:: TASK PROMPT ::
From the entries that follow, gather each line holding the word "blurred".

[[ MATERIALS PROVIDED, beginning ]]

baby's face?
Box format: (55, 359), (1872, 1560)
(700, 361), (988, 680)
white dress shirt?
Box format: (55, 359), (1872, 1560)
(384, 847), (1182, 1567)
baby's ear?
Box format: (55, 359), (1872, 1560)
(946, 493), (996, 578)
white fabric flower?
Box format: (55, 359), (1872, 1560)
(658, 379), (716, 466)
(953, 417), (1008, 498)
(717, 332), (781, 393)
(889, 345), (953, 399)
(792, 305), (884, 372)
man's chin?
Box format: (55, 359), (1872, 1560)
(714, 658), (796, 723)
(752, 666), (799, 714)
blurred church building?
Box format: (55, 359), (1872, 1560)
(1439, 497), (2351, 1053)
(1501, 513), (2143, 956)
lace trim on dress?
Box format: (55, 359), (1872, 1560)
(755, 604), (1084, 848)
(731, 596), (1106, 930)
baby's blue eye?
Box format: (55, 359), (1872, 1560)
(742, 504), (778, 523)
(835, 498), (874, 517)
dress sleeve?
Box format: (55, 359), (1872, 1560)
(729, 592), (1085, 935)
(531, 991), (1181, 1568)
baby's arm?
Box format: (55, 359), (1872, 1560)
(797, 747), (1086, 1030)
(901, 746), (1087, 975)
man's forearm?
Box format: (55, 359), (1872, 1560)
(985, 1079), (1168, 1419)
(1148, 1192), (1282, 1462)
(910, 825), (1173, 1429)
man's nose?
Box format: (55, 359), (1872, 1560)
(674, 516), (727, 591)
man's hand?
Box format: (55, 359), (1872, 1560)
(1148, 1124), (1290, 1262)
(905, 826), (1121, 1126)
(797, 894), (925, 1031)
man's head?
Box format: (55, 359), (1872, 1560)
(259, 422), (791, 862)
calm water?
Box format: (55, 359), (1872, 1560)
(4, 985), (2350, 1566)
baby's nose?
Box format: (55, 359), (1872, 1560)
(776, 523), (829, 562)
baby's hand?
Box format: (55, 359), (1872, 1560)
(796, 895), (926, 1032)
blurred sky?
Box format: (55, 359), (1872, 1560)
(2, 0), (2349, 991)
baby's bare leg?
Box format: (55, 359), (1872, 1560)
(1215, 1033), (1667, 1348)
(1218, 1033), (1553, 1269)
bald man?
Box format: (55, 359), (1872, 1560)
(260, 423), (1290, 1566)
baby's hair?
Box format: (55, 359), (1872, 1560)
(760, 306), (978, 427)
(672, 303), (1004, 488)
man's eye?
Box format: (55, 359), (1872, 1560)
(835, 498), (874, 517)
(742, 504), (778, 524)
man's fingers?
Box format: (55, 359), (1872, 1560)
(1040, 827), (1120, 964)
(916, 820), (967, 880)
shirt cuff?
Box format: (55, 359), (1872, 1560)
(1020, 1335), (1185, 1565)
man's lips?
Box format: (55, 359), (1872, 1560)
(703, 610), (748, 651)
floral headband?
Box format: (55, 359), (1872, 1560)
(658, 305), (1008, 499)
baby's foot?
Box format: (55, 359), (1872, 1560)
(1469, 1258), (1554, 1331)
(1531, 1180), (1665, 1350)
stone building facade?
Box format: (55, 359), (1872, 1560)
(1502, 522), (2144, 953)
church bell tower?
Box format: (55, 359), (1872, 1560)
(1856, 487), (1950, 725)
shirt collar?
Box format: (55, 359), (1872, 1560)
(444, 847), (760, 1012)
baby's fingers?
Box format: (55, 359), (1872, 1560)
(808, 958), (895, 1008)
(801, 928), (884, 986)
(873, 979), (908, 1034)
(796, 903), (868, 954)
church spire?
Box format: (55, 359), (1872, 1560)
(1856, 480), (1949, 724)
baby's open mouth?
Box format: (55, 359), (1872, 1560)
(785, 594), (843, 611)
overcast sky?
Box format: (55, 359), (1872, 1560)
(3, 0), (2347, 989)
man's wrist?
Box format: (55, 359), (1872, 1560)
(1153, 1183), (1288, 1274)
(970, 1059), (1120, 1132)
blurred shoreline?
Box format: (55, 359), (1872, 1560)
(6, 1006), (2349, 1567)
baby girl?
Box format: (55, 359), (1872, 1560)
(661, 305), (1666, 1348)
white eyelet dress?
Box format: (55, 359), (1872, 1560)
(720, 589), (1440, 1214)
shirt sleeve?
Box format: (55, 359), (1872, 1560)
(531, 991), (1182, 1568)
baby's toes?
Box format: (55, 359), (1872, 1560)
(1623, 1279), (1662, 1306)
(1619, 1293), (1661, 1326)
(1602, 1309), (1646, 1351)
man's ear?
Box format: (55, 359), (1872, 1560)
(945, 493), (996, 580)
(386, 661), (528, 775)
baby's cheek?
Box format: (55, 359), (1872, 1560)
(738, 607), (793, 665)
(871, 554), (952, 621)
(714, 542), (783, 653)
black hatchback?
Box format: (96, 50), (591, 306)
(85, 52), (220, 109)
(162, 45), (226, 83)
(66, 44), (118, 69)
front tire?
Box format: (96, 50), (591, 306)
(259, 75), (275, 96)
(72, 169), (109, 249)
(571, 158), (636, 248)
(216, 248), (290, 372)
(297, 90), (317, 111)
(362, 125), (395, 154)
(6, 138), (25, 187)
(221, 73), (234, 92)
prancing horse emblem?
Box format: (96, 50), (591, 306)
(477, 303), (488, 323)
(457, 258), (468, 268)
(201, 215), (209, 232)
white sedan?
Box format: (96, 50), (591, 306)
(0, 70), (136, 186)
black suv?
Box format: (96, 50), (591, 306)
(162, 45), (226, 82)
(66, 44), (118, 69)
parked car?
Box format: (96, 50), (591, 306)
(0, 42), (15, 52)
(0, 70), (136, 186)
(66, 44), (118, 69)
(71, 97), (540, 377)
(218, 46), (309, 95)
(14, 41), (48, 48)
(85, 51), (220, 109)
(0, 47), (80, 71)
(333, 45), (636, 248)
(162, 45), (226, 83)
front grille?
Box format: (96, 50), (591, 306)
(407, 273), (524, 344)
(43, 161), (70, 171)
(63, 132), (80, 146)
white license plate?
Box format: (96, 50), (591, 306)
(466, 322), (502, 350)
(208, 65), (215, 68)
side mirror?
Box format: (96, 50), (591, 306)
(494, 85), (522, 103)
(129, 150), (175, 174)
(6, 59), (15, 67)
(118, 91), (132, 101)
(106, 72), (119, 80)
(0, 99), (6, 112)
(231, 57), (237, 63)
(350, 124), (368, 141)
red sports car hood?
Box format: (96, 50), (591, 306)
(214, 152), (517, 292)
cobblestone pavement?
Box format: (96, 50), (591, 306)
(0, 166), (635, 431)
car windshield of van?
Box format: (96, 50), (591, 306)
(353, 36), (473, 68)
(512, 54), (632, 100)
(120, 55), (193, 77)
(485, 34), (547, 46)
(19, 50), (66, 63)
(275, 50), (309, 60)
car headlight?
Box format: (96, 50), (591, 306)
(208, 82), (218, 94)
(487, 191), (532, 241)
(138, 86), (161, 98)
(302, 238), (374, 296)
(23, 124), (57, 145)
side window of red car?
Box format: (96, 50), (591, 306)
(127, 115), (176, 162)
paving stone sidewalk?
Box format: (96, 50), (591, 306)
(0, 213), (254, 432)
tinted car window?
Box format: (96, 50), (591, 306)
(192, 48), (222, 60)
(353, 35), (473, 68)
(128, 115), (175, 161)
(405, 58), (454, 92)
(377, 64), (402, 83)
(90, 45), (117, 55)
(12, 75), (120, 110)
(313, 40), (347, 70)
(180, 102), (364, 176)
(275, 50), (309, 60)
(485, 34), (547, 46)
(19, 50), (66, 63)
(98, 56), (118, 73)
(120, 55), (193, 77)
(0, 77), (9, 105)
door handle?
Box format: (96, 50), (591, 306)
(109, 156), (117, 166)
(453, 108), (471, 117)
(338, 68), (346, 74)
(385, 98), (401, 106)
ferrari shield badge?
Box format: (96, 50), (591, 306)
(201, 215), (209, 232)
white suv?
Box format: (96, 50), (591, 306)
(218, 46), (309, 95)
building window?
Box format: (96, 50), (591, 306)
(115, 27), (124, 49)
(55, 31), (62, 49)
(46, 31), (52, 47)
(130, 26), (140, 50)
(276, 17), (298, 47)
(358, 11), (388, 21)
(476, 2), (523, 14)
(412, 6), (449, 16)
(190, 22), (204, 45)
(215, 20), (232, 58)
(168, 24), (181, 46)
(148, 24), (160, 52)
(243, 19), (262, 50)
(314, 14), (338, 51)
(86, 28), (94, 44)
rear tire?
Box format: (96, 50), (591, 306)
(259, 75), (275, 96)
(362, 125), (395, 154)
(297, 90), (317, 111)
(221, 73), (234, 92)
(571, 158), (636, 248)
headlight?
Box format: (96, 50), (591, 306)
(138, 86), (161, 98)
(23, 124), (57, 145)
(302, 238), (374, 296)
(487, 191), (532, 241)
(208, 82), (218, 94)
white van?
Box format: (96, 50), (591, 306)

[[ MATERIALS PROVIDED, end ]]

:: SOLVED EXERCISE ::
blurred church building?
blurred sky?
blurred shoreline?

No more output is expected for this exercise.